## EXERCISE
For the data that follows, report how many lines contain the word "dishwasher", and nothing else.

%%

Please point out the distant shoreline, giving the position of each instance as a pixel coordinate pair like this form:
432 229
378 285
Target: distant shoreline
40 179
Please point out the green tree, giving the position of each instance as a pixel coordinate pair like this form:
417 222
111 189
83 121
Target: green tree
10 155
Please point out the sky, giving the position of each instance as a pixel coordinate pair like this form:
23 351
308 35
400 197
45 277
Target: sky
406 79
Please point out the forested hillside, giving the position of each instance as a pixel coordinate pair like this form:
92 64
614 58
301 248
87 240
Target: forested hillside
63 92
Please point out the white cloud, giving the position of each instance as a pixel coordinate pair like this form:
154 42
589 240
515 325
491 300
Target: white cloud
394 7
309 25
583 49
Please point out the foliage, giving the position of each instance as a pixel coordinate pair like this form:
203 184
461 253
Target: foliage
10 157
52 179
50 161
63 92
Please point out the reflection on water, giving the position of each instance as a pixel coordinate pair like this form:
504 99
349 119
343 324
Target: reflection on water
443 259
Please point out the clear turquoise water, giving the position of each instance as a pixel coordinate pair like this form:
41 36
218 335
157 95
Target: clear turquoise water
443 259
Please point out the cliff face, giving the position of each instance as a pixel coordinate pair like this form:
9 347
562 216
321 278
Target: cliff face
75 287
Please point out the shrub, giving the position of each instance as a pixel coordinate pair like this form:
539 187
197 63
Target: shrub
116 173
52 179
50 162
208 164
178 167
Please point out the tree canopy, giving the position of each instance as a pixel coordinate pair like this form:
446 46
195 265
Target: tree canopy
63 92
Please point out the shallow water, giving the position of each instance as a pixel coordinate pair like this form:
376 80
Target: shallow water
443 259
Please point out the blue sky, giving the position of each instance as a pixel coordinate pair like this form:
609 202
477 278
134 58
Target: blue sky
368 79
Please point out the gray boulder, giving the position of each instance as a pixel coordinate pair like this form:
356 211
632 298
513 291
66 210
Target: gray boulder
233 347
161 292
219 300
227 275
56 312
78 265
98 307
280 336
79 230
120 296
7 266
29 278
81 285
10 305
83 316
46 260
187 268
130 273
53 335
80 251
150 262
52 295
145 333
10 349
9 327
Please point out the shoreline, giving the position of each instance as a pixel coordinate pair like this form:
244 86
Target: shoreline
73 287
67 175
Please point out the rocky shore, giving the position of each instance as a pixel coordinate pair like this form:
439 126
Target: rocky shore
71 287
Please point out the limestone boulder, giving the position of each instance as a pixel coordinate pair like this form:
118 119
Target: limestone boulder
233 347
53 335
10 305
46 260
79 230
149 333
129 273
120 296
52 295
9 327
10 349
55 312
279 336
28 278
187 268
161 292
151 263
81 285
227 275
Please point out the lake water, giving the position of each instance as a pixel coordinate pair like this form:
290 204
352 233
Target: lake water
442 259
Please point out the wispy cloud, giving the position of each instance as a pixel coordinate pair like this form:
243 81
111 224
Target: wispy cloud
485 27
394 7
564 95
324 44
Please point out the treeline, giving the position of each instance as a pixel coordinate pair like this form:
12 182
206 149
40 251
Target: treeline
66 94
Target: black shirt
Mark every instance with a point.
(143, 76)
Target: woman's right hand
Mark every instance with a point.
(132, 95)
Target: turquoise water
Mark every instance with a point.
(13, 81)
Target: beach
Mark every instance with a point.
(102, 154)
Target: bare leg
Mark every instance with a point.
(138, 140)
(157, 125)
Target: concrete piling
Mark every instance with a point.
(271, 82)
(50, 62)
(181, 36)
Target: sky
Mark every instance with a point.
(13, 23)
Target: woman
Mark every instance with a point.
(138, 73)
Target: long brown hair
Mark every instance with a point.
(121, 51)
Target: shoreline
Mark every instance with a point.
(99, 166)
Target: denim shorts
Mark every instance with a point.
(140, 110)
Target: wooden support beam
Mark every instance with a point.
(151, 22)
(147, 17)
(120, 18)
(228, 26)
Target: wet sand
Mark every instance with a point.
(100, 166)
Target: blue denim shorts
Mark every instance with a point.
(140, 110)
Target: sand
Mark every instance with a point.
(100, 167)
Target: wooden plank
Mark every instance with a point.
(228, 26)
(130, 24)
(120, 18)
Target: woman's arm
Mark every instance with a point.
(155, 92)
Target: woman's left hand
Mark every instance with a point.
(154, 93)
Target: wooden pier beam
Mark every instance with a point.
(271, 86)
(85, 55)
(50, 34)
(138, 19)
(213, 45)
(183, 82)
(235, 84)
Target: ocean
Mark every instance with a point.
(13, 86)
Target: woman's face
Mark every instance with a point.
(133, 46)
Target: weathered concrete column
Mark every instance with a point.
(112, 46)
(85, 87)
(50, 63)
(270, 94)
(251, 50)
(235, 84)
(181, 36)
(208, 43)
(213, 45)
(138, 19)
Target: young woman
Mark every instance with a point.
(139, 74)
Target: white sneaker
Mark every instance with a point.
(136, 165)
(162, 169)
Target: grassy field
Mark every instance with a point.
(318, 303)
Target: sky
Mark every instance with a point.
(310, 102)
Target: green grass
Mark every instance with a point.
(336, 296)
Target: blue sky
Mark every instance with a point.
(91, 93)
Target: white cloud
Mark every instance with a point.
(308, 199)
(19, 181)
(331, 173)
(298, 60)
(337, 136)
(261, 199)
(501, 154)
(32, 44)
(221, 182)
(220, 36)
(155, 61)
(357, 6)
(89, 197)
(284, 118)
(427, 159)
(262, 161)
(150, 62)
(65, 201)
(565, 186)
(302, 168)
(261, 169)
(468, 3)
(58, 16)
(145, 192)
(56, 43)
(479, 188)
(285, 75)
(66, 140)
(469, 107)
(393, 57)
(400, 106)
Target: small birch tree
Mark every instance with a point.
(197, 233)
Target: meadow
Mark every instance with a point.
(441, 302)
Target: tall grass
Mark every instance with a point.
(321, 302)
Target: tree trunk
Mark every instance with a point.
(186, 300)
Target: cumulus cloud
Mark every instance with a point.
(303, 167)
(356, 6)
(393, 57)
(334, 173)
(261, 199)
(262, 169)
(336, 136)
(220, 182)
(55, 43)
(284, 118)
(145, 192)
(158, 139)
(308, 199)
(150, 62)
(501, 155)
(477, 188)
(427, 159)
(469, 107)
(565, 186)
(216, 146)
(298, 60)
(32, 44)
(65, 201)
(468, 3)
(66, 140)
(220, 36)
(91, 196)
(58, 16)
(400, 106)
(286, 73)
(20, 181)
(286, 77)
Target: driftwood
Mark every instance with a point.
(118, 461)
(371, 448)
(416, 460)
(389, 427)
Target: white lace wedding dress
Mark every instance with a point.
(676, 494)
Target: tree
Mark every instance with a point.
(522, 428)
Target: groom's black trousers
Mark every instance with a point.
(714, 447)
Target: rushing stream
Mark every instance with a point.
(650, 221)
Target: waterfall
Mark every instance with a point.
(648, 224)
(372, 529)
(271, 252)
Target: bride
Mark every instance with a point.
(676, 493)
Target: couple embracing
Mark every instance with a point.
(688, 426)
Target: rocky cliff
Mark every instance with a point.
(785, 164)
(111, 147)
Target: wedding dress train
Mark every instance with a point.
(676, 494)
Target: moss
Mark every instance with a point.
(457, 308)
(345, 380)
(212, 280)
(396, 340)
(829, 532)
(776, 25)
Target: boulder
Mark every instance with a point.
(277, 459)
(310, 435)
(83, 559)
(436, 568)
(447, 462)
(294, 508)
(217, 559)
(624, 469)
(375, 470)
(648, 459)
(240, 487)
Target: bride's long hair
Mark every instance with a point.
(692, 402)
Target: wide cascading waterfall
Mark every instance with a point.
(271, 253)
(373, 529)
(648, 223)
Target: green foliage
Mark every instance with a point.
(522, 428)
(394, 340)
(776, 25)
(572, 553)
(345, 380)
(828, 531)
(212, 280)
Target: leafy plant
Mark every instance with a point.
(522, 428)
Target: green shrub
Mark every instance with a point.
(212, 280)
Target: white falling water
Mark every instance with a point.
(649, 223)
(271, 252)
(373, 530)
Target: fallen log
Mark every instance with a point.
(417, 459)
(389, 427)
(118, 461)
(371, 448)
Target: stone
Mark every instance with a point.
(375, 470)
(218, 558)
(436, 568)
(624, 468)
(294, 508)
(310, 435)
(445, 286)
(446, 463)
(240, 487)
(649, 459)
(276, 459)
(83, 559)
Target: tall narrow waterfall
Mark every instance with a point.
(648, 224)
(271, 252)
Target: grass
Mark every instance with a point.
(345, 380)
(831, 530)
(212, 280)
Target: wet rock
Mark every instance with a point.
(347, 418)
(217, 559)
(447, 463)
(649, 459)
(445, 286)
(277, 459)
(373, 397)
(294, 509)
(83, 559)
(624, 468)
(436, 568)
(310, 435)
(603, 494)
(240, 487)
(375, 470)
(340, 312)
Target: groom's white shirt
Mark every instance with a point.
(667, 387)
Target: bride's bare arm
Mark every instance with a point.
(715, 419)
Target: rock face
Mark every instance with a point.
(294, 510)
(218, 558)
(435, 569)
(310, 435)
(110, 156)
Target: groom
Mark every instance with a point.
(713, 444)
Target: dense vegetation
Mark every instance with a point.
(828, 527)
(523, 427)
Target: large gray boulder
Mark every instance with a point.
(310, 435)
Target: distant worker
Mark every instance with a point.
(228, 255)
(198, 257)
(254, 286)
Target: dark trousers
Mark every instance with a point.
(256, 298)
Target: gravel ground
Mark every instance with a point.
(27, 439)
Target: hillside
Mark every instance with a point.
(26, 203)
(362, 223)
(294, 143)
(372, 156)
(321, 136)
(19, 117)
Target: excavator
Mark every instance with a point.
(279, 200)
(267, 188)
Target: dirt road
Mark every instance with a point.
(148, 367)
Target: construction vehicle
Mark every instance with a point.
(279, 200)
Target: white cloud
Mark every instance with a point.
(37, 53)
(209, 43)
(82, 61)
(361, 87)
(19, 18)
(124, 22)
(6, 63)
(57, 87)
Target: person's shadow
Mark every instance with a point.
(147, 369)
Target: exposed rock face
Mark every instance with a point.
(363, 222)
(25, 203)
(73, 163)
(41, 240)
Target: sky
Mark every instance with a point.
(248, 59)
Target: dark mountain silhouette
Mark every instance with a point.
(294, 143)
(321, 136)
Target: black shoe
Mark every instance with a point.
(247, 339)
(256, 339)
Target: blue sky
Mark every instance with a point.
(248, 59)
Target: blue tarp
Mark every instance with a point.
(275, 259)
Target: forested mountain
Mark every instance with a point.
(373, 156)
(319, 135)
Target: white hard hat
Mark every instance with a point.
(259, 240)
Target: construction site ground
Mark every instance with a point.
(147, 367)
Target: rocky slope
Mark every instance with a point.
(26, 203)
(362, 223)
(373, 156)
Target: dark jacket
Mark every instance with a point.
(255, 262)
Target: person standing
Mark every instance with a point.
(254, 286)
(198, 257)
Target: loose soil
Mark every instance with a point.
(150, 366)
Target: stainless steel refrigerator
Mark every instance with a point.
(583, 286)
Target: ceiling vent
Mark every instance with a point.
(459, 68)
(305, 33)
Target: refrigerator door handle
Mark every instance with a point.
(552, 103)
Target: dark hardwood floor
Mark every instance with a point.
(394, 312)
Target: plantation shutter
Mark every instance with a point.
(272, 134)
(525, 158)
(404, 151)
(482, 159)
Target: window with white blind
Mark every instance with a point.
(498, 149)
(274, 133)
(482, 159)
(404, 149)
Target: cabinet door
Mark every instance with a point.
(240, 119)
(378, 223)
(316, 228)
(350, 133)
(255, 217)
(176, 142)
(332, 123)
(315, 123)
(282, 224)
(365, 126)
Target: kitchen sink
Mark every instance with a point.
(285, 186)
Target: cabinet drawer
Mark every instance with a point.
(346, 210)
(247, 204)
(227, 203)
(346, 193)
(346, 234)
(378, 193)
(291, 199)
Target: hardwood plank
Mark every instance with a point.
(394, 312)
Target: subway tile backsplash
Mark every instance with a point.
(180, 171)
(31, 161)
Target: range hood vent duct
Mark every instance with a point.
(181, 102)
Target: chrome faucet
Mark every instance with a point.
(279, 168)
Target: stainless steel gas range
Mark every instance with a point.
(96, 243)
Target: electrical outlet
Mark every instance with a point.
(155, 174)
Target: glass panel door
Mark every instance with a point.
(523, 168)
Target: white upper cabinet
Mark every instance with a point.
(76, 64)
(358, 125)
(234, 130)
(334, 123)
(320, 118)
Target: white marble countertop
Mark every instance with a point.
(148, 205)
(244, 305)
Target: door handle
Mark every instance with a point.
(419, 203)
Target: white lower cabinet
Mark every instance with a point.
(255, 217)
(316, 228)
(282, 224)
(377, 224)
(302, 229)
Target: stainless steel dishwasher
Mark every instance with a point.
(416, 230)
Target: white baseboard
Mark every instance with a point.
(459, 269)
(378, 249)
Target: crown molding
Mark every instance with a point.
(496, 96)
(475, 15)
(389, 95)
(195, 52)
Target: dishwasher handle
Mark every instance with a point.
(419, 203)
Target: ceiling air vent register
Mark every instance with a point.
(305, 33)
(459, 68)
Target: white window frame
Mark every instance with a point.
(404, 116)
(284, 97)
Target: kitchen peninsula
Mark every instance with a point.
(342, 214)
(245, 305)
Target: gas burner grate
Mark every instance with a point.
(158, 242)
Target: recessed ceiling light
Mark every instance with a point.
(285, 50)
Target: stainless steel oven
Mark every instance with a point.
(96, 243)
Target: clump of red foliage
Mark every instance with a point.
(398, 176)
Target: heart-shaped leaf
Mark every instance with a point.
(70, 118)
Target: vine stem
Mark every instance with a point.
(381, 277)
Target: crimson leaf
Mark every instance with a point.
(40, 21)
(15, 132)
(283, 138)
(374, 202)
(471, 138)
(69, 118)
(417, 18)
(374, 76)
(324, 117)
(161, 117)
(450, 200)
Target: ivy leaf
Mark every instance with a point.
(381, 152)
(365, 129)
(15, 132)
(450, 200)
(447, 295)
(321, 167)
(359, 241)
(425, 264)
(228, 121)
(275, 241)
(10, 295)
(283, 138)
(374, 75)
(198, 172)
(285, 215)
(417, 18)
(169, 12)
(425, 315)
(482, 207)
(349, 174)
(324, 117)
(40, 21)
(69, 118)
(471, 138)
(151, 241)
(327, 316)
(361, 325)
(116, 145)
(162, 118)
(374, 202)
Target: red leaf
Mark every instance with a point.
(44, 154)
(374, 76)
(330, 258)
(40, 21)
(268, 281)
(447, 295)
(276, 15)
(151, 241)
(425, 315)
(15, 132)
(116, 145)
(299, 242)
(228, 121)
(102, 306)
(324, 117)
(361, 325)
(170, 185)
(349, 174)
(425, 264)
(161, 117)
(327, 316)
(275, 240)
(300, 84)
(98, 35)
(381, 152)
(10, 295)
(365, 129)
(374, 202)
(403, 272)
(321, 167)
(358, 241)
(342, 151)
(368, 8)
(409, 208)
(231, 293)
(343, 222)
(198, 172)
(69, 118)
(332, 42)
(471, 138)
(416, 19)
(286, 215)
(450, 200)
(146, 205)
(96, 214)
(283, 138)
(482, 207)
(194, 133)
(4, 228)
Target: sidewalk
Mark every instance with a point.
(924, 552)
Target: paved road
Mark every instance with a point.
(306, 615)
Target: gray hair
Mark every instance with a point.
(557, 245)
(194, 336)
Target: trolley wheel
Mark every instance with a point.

%%

## ANSWER TO THE PROBLEM
2